BEGIN INPUT

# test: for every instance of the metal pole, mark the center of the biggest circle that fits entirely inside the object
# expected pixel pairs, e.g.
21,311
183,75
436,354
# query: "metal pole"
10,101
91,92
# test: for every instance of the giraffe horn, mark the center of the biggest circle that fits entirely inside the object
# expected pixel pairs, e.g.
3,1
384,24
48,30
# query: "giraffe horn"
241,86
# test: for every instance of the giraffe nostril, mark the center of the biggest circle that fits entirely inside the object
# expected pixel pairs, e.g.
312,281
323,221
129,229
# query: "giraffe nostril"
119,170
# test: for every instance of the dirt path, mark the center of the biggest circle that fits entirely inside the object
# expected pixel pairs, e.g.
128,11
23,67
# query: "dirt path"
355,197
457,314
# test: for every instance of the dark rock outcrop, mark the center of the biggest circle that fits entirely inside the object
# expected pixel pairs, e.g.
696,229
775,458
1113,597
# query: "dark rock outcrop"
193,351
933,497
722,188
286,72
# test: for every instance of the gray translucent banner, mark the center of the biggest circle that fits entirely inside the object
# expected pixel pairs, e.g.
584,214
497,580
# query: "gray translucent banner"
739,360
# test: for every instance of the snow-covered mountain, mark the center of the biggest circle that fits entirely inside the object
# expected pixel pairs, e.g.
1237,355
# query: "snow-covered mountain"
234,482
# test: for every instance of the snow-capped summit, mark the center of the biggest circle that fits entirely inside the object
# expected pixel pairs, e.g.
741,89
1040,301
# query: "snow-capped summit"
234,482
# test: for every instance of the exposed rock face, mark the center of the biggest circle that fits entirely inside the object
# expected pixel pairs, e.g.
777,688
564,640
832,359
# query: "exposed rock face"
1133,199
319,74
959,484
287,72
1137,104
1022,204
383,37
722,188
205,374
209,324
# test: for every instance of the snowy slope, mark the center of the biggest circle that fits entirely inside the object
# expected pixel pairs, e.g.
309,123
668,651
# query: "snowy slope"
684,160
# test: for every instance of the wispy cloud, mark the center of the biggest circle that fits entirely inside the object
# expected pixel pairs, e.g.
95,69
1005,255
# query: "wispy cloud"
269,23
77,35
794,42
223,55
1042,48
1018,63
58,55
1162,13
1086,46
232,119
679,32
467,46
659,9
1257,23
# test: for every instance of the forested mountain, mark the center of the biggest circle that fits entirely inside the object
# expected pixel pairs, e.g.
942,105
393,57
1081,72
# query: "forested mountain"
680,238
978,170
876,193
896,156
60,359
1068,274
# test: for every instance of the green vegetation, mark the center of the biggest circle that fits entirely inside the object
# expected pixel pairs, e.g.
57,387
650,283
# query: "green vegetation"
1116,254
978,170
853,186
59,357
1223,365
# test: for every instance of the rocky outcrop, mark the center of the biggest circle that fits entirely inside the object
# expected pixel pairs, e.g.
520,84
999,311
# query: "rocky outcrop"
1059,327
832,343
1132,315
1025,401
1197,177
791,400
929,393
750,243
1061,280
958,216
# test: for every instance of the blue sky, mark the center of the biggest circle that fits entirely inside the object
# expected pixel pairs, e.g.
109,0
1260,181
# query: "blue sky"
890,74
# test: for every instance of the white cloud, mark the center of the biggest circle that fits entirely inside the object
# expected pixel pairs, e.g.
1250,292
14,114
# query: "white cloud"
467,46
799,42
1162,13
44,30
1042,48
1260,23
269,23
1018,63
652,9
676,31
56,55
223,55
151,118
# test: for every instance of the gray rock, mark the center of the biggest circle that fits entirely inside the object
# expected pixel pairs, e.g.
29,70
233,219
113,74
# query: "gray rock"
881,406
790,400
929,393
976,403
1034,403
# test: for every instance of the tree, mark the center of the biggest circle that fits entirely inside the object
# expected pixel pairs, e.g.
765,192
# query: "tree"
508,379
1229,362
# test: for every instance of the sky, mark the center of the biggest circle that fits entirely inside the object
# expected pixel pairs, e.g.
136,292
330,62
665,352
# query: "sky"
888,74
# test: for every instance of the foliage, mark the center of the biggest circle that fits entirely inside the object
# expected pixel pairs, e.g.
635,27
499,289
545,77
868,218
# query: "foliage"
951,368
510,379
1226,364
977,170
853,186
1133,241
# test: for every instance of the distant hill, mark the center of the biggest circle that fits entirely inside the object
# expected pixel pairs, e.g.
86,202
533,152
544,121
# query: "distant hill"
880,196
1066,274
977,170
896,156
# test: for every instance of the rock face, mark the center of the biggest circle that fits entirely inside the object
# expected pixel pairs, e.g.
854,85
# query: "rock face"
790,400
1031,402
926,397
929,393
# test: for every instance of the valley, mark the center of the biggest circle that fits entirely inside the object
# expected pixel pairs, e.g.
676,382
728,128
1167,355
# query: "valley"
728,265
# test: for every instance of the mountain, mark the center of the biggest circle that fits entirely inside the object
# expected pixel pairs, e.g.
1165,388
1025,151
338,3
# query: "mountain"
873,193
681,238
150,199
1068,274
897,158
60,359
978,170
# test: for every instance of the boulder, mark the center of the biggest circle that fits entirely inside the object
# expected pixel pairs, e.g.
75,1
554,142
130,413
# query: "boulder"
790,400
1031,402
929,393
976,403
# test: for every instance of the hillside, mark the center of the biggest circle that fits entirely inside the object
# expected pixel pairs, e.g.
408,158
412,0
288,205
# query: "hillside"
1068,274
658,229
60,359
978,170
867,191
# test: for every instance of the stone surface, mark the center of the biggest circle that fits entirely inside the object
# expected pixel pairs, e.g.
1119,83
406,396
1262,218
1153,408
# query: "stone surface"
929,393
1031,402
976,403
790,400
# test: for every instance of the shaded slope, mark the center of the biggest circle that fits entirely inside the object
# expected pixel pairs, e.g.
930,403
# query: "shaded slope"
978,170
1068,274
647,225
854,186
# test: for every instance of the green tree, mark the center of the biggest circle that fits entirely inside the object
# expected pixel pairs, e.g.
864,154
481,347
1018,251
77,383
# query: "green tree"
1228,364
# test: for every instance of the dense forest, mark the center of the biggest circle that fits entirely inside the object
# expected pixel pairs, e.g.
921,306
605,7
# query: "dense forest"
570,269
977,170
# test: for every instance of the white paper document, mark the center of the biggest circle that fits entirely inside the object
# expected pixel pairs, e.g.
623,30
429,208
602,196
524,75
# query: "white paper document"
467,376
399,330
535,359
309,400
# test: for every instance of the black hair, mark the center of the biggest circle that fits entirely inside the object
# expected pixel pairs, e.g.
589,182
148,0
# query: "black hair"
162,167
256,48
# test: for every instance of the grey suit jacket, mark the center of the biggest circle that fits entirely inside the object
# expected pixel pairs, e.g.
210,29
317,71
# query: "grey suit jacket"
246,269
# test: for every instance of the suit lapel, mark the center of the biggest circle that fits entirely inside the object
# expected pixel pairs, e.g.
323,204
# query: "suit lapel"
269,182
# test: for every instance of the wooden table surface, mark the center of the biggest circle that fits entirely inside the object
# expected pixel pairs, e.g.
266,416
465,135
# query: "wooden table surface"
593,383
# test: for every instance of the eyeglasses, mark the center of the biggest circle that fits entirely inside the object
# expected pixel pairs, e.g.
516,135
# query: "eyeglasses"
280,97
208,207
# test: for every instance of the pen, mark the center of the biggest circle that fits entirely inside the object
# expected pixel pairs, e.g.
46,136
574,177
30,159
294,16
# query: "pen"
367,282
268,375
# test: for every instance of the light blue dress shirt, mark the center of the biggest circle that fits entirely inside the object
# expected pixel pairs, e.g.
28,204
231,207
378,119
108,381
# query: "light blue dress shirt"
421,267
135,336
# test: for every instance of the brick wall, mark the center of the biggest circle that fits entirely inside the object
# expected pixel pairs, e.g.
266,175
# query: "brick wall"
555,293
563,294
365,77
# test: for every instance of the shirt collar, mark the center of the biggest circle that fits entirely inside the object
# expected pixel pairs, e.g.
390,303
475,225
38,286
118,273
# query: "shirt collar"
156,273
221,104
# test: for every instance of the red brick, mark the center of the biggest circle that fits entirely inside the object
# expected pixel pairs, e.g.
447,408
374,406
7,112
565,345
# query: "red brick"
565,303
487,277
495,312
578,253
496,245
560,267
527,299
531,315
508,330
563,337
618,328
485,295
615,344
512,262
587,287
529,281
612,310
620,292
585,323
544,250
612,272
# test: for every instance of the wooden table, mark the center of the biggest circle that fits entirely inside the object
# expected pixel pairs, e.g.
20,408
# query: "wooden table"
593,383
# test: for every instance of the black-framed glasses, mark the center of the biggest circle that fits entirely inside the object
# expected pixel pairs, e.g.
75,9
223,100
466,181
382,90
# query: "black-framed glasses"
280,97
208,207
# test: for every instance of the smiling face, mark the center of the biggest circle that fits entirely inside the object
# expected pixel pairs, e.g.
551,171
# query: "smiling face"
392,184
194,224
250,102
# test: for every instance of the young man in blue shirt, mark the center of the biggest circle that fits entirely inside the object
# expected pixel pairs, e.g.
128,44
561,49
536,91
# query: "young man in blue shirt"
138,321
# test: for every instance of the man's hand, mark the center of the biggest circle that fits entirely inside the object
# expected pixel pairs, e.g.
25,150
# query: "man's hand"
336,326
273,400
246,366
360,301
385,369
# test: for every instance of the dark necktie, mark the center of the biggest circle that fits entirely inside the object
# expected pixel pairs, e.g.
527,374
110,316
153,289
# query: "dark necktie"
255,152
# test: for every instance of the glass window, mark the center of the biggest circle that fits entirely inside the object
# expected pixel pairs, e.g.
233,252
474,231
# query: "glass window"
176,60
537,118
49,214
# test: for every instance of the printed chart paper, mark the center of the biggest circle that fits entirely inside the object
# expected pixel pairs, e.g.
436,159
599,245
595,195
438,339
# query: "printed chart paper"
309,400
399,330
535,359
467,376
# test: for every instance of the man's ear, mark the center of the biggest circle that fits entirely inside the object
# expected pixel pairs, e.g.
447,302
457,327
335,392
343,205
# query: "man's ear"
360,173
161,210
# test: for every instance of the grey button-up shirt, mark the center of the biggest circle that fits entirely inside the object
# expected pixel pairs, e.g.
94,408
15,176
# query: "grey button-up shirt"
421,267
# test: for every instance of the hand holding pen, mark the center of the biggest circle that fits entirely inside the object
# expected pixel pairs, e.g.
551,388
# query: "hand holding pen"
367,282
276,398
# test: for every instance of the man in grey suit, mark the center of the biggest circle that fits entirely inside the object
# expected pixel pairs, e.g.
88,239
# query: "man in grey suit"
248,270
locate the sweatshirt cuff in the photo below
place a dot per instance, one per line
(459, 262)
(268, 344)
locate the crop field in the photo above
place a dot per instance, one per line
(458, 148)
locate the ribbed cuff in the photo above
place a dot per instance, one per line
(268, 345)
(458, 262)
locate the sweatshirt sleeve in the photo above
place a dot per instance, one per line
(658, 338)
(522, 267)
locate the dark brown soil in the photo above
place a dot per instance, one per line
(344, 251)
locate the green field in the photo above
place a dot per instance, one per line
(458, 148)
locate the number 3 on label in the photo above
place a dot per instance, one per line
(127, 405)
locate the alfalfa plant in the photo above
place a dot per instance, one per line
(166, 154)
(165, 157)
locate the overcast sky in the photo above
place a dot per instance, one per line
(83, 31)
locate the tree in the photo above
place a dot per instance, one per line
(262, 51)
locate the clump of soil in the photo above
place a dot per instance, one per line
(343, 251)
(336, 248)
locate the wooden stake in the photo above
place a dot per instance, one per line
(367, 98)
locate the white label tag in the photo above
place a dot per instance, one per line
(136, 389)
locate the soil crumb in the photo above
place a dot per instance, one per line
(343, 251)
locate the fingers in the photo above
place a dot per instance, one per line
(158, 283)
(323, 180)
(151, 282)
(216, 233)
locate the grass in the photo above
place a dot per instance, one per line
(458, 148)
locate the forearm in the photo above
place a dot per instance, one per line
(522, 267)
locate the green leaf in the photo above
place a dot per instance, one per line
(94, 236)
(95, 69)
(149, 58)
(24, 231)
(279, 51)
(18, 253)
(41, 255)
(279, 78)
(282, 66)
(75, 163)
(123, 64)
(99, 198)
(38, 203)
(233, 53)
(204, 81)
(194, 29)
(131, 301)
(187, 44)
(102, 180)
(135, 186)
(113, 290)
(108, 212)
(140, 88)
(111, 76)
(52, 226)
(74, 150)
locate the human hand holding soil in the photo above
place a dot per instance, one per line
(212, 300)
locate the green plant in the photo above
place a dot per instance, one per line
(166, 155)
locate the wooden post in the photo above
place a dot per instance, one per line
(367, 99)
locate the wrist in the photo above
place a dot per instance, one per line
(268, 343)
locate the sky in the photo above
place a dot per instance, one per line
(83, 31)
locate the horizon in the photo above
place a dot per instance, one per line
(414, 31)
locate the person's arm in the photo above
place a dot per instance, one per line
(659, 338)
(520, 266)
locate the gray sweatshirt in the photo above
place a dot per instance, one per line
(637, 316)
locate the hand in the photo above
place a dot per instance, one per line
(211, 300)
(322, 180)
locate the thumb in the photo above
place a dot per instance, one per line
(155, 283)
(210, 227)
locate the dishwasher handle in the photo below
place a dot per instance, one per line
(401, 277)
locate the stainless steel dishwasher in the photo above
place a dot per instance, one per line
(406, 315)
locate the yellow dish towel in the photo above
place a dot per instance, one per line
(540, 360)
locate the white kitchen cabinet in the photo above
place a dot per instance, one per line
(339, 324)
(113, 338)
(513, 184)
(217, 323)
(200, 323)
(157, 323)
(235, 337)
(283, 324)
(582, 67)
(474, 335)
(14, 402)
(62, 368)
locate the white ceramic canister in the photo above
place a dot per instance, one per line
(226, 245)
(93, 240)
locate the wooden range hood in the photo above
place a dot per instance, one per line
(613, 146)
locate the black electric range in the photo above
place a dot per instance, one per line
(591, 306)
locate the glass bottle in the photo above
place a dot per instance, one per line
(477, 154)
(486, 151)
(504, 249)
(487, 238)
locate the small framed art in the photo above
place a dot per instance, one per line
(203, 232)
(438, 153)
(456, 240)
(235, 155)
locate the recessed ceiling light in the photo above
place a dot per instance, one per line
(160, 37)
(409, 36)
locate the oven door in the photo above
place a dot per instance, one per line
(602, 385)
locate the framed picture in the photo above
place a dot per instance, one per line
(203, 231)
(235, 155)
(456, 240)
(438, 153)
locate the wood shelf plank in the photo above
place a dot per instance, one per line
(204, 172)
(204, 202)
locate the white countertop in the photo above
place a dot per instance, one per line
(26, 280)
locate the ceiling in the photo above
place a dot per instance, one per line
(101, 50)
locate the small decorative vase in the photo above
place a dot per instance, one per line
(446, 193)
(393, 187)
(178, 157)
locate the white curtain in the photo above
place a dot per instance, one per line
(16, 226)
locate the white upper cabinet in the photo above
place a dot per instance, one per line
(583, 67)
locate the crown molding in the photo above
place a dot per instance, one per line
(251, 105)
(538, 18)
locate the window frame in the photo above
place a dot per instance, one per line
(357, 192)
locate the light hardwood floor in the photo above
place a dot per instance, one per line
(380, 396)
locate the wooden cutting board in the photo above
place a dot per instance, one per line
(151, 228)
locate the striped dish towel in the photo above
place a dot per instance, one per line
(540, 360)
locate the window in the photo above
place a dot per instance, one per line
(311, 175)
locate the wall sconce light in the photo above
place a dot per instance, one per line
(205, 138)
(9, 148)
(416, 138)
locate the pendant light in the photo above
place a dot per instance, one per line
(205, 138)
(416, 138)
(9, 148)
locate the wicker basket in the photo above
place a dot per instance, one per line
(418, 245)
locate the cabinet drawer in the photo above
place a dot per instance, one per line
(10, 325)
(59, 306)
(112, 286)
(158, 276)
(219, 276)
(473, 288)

END INPUT

ACTIVITY
Take exactly the lines from the one containing "locate the sweatshirt cuff in the photo below" through the one containing "locate the ribbed cuff in the photo above" in the data above, and output them with nothing added.

EXERCISE SOLUTION
locate the sweatshirt cuff in the photo below
place a dot per instance, one per line
(459, 262)
(268, 344)
locate the crop field in the photo above
place a dot per instance, one per line
(458, 148)
locate the ribbed cuff in the photo above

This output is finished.